**Exercise input:**

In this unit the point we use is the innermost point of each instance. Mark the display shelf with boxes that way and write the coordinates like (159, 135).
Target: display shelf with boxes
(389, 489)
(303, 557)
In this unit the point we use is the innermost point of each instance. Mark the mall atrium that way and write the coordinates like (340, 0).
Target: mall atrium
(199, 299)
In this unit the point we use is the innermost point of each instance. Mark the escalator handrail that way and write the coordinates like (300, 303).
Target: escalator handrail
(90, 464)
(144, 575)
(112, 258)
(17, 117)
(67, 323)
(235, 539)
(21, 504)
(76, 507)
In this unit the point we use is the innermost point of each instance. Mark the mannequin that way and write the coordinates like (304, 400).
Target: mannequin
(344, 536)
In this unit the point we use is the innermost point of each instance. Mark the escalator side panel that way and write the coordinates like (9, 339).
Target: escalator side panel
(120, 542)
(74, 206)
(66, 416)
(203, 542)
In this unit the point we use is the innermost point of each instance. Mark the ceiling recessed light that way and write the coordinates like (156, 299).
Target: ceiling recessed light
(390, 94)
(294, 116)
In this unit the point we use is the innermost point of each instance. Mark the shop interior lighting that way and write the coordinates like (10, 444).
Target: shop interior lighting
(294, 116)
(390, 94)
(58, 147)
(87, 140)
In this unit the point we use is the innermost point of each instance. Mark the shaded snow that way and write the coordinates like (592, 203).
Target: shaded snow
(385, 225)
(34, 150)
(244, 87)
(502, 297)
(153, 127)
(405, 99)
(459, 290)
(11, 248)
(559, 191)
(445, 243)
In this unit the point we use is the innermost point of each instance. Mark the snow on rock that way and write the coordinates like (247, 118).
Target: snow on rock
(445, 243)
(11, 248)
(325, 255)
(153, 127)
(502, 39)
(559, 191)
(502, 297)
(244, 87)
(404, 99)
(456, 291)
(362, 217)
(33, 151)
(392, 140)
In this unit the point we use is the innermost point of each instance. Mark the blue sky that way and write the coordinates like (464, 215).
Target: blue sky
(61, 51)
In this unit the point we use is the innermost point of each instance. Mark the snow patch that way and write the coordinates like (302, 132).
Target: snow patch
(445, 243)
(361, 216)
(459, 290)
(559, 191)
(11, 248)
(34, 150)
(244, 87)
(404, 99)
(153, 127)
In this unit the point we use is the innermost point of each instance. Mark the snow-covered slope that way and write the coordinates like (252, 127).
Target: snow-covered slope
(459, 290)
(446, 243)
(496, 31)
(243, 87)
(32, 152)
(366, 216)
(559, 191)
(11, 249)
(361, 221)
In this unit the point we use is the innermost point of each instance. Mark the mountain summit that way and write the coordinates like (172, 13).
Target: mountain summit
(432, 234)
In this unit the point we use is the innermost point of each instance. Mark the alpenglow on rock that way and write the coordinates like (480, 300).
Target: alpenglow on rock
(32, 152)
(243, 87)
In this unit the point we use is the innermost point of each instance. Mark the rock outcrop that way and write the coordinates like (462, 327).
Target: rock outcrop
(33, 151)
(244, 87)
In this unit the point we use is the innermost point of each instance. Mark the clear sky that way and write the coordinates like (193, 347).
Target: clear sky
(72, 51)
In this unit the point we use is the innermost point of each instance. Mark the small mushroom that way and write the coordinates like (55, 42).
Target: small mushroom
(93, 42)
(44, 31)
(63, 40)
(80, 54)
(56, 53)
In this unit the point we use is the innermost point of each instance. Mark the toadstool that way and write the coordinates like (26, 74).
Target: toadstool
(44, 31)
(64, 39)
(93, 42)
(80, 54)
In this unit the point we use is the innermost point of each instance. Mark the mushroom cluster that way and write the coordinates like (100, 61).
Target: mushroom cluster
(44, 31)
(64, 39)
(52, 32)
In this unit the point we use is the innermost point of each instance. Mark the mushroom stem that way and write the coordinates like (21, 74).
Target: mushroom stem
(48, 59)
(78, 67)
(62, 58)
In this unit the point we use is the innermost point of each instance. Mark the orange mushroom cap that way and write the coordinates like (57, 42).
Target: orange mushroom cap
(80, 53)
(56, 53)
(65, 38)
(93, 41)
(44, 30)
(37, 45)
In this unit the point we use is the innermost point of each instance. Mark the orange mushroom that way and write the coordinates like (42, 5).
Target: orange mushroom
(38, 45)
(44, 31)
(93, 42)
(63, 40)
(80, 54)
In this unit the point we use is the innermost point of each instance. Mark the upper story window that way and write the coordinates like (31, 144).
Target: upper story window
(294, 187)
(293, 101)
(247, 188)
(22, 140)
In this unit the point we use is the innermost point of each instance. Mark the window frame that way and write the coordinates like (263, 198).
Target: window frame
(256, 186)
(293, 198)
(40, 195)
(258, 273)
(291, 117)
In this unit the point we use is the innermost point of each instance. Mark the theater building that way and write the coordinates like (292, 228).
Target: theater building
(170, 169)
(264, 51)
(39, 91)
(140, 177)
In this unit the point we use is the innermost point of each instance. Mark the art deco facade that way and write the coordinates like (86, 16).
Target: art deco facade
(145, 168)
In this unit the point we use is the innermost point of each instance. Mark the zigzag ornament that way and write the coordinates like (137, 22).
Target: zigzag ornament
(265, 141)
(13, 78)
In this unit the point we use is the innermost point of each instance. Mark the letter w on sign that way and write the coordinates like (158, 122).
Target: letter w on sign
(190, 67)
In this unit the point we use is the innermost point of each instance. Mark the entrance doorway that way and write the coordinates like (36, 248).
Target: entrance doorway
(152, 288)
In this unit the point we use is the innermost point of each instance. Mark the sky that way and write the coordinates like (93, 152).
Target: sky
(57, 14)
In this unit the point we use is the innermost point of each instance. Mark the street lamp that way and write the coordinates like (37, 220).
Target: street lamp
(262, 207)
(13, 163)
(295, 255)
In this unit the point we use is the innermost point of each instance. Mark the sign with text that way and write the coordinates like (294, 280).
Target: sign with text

**Goal:**
Every record shown above must be echoed exactly.

**Exercise result:**
In this unit the point we use is the innermost point of each instance. Mark the display shelf with boxes that way and write the coordinates like (159, 135).
Target: display shelf with boxes
(389, 489)
(303, 557)
In this unit the point we use is the innermost point of each instance. Mark the mall atrium that way and write the coordinates like (340, 0).
Target: mall atrium
(199, 299)
In this unit the point we use is the innermost point of each instance. Mark the escalator handrail that way and write the coordinates like (300, 303).
Target: escalator handrail
(90, 464)
(144, 575)
(112, 258)
(17, 117)
(67, 323)
(235, 539)
(21, 504)
(76, 507)
In this unit the point we use is the innermost point of each instance. Mark the mannequin that way and write the coordinates like (304, 400).
Target: mannequin
(344, 536)
In this unit the point we use is the innermost point of each instance. Mark the escalator side panel that way and write the coordinates like (9, 339).
Target: escalator side panel
(120, 542)
(74, 206)
(66, 416)
(203, 542)
In this unit the point we use is the innermost point of each instance. Mark the ceiling recessed light that way and write the coordinates like (156, 299).
Target: ceiling recessed light
(390, 94)
(294, 116)
In this unit the point we use is the innermost point of each instance. Mark the shop interior lighting that way and write the coordinates like (10, 444).
Target: shop interior lighting
(294, 116)
(390, 94)
(58, 147)
(87, 140)
In this unit the point we use is the innermost point of each instance. Mark the shaded snow that way and write the coordinates like (592, 203).
Target: shaded snow
(385, 225)
(34, 150)
(244, 87)
(502, 297)
(153, 127)
(405, 99)
(459, 290)
(11, 248)
(559, 191)
(445, 243)
In this unit the point we use is the innermost point of each instance. Mark the snow on rock that way and write the coordinates like (247, 118).
Target: snow on rock
(445, 243)
(11, 248)
(325, 255)
(153, 127)
(502, 39)
(559, 191)
(502, 297)
(244, 87)
(404, 99)
(456, 291)
(362, 217)
(33, 151)
(392, 140)
In this unit the point we use is the innermost point of each instance. Mark the blue sky that way and write the coordinates like (464, 215).
Target: blue sky
(61, 51)
In this unit the point we use is the innermost point of each instance. Mark the snow patch that way and write the coordinates like (302, 132).
Target: snow patch
(445, 243)
(361, 216)
(459, 290)
(559, 191)
(11, 248)
(34, 150)
(244, 87)
(404, 99)
(153, 127)
In this unit the point we use is the innermost point of each instance. Mark the snow-covered slope that way and write the coordinates like (252, 127).
Target: snow-covered slope
(459, 290)
(446, 243)
(496, 31)
(243, 87)
(32, 152)
(366, 216)
(559, 191)
(11, 249)
(361, 221)
In this unit the point we use is the innermost point of each instance. Mark the mountain summit that way and write the coordinates like (172, 13).
Target: mountain summit
(432, 234)
In this unit the point we use is the innermost point of each instance. Mark the alpenglow on rock that way and write the coordinates like (480, 300).
Target: alpenglow on rock
(32, 152)
(243, 87)
In this unit the point we use is the innermost point of each instance. Mark the rock outcrop that way and write the coordinates like (462, 327).
Target: rock outcrop
(33, 151)
(244, 87)
In this unit the point we use is the innermost point of each instance. Mark the clear sky that way and write the coordinates like (193, 347).
Target: clear sky
(72, 51)
In this unit the point we use is the innermost point of each instance. Mark the small mushroom that way and write the coordinates like (55, 42).
Target: small mushroom
(93, 42)
(44, 31)
(63, 40)
(80, 54)
(56, 53)
In this unit the point we use is the innermost point of each instance. Mark the toadstool that way and write the coordinates like (26, 74).
Target: toadstool
(44, 31)
(64, 39)
(93, 42)
(80, 54)
In this unit the point we use is the innermost point of each instance. Mark the mushroom cluster that way and write the coordinates like (100, 61).
Target: mushroom cluster
(44, 31)
(64, 39)
(52, 32)
In this unit the point we use is the innermost point of each instance. Mark the mushroom stem that way and write the coordinates like (21, 74).
Target: mushroom stem
(48, 59)
(78, 67)
(62, 58)
In this unit the point we use is the innermost point of each instance. Mark the orange mushroom cap that way and write the coordinates like (57, 42).
Target: orange mushroom cap
(80, 53)
(56, 53)
(65, 38)
(93, 41)
(44, 30)
(37, 45)
In this unit the point we use is the innermost point of each instance. Mark the orange mushroom that way and write the coordinates like (42, 5).
Target: orange mushroom
(38, 45)
(44, 31)
(93, 42)
(63, 40)
(80, 54)
In this unit the point we use is the innermost point of each instance. Mark the upper story window that way and write the coordinates like (31, 144).
Target: upper story window
(294, 187)
(293, 101)
(247, 188)
(22, 140)
In this unit the point we use is the innermost point of each instance. Mark the window frame that way and write the coordinates like (263, 198).
Target: window frame
(256, 186)
(293, 198)
(40, 195)
(258, 273)
(291, 117)
In this unit the point we use is the innermost point of each instance. Mark the theater building that way and write the coordinates like (292, 228).
Target: theater building
(170, 169)
(264, 51)
(39, 91)
(140, 177)
In this unit the point we use is the innermost point of each instance. Mark the art deco facade that way and write the coordinates like (86, 16).
Target: art deco facade
(145, 168)
In this unit the point we use is the innermost point of each instance. Mark the zigzag ornament that way and write the coordinates like (137, 22).
Target: zigzag ornament
(265, 141)
(13, 78)
In this unit the point we use is the innermost point of each instance. Mark the letter w on sign that way and write the coordinates like (158, 122).
Target: letter w on sign
(190, 67)
In this unit the point we use is the innermost point of each instance. Mark the entrance doorway that way and write the coordinates like (36, 248).
Target: entrance doorway
(152, 288)
In this unit the point we use is the innermost point of each instance. Mark the sky that way and write the coordinates like (93, 152).
Target: sky
(57, 14)
In this unit the point we use is the innermost point of each instance. Mark the street lamp that way and write the coordinates like (37, 220).
Target: street lamp
(262, 207)
(13, 163)
(295, 255)
In this unit the point we use is the innermost point of each instance. Mark the sign with text that way and write the coordinates like (294, 280).
Target: sign with text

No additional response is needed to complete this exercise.